— PROMPT 1 —
Output the portion of the comment thread on the 1973 Chilean coup starting at "Not wanting to" and ending at "for Margaret Thatcher?", copied word for word.
— PROMPT 2 —
Carry the comment thread on the 1973 Chilean coup forward, beginning right after its final sentence.

— SUPPLIED PASSAGE —
The real military coup in post WW2 democratic Europe was the role of the army in bringing De Gaulle to power.

15

Corey Robin 09.11.13 at 3:24 pm

Not wanting to feed any trolls here, but if you want a good account of how constitutionally scrupulous Allende was, you should read this piece by Greg Grandin in the LRB a while back.

http://www.lrb.co.uk/v34/n14/greg-grandin/dont-do-what-allende-did

I see it’s now behind a paywall; I think I excerpted more of it here on my blog:

http://coreyrobin.com/2012/07/11/kissinger-allende-more-dangerous-than-castro/

16

William Burns 09.11.13 at 3:32 pm

“British governments of the 1970s and 1980s recognized and put into practice their obligations to such people.” Did you just put in a kind word for Margaret Thatcher?

17

Jason Weidner 09.11.13 at 3:45 pm

A little known fact about Pinochet was that he was initially not a right-wing ideologue. Allende himself named Pinochet head of the Chilean army shortly before the coup. Ironically, during Pinochet’s previous appointment as General Commander of the Santiago Army Garrison, he was tasked with drawing up contingency plans in the case of an armed uprising or military coup–a plan which later formed the basis of the military operation on September 11, 1973. But Pinochet himself was not part of the initial coup plotting. The top ranking officers of the Chilean Navy, by far the most conservative of Chile’s armed forces, were the principle agents behind the coup, and they were initially very suspicious of Pinochet. It is in fact quite likely that Pinochet was faced with a choice of whether to remain loyal to the Allende regime or join the coup plotters and that he chose the latter mainly out of opportunism/survival rather than due to ideological motivations.

— Excerpts of pointing data —
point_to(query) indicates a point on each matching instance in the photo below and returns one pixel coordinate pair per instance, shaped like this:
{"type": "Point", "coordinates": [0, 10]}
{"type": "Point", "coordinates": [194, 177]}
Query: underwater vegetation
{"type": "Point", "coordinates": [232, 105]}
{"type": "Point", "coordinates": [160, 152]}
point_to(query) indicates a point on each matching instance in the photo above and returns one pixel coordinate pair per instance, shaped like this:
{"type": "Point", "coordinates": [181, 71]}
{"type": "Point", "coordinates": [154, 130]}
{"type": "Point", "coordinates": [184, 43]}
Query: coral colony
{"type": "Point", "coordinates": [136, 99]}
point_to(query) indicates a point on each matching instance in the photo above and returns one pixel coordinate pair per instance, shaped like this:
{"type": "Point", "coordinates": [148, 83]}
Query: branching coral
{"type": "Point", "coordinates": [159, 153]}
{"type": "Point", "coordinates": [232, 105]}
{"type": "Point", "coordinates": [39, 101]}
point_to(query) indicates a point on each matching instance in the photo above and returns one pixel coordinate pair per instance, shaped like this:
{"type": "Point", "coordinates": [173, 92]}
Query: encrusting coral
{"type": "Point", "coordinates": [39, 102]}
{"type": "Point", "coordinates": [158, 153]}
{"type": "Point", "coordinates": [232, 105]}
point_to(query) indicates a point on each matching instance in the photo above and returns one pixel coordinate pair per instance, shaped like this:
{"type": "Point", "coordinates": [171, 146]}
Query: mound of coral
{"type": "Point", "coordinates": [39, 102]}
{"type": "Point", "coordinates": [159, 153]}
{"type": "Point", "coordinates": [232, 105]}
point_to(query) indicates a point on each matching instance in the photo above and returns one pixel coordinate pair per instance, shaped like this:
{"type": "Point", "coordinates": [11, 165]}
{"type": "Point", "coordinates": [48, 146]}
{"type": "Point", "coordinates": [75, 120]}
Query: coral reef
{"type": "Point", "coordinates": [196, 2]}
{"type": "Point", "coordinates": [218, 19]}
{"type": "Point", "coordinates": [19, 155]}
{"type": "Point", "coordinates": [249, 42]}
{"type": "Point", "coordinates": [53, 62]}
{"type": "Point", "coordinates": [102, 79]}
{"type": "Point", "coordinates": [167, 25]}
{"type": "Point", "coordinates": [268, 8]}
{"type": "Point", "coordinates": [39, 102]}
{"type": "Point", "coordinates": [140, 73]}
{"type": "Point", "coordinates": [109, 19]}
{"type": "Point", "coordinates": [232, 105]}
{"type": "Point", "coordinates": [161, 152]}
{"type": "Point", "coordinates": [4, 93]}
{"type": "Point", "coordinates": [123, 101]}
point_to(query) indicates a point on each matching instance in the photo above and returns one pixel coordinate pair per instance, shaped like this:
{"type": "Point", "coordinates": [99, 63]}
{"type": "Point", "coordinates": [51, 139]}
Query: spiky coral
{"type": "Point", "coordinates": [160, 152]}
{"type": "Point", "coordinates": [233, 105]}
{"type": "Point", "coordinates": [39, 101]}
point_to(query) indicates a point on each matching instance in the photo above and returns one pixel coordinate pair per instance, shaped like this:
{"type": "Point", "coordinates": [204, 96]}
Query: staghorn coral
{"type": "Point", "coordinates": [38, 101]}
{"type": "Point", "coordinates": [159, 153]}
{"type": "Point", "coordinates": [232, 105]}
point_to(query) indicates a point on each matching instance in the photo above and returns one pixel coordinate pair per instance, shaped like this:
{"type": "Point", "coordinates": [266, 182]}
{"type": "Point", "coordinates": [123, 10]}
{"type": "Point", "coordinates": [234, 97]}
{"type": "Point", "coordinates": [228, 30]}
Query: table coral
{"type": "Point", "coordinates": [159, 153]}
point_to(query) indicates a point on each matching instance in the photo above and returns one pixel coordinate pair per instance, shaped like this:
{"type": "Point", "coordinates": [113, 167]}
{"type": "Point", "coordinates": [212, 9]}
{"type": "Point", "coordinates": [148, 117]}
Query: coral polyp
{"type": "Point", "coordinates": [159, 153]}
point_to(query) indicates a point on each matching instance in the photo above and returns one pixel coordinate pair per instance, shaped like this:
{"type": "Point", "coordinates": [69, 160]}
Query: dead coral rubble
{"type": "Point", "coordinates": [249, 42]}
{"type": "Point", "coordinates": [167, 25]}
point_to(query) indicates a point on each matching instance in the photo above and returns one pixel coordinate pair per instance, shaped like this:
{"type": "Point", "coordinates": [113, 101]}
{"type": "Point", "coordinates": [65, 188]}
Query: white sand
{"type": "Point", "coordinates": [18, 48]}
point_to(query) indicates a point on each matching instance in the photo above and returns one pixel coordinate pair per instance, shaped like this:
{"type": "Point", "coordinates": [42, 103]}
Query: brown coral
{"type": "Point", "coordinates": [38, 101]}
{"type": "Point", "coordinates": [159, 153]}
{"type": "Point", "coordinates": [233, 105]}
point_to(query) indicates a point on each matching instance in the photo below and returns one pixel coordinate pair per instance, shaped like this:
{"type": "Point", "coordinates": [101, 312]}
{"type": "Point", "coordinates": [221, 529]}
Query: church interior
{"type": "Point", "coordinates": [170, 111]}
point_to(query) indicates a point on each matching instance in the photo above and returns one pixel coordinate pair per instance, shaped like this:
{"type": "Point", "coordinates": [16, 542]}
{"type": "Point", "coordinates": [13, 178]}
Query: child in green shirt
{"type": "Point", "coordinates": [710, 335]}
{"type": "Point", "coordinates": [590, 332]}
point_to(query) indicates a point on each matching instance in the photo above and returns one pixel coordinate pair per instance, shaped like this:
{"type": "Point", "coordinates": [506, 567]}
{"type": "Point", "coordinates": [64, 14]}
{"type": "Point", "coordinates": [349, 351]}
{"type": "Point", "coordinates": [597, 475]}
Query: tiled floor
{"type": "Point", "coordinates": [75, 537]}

— EXPECTED ANSWER 1 —
Not wanting to feed any trolls here, but if you want a good account of how constitutionally scrupulous Allende was, you should read this piece by Greg Grandin in the LRB a while back.

http://www.lrb.co.uk/v34/n14/greg-grandin/dont-do-what-allende-did

I see it’s now behind a paywall; I think I excerpted more of it here on my blog:

http://coreyrobin.com/2012/07/11/kissinger-allende-more-dangerous-than-castro/

16

William Burns 09.11.13 at 3:32 pm

“British governments of the 1970s and 1980s recognized and put into practice their obligations to such people.” Did you just put in a kind word for Margaret Thatcher?

— EXPECTED ANSWER 2 —
Anther irony, though, is that after the coup, Pinochet enjoyed seniority within the military junta due to the fact that the Army has seniority over the other branches of the armed forces, and that Pinochet fairly quickly took control over the junta and consolidated his power. This was facilitated by institutional quirks within the Chilean state.
Going back to Allende, this interview with Victor Figueroa Clark is very illuminating regarding not only Allende’s personal background and trajectory, but also his considerable political skills–something often forgotten due to the unfulfilled promise of the Socialist revolution in Chile.

http://www.newleftproject.org/index.php/site/article_comments/salvador_allende_40_years_on?utm_source=twitterfeed&utm_medium=twitter

18

Zamfir 09.11.13 at 3:53 pm

A family member of mine has worked with refugees for pretty much the period under consideration here, so I sometimes hear stories about the refugees and the attitudes towards them have changed. Note: this is my version, not his, which would definitely be more subtle.

One impression I got is that political asylum seekers used to be from higher social classes than nowadays. Perhaps as result of lower travel costs nowadays, I don’t know.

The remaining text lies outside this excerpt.